▸ **TASK DESCRIPTION**: Retype each of the rows below exactly as they appear, with no changes.

▸ **EXERCISE INPUTS**:
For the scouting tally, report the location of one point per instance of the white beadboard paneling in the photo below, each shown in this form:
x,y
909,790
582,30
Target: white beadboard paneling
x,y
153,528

▸ **THE ANSWER**:
For the scouting tally, report the location of one point per instance of the white beadboard paneling in the photo below, each shown in this form:
x,y
909,790
582,30
Target: white beadboard paneling
x,y
153,528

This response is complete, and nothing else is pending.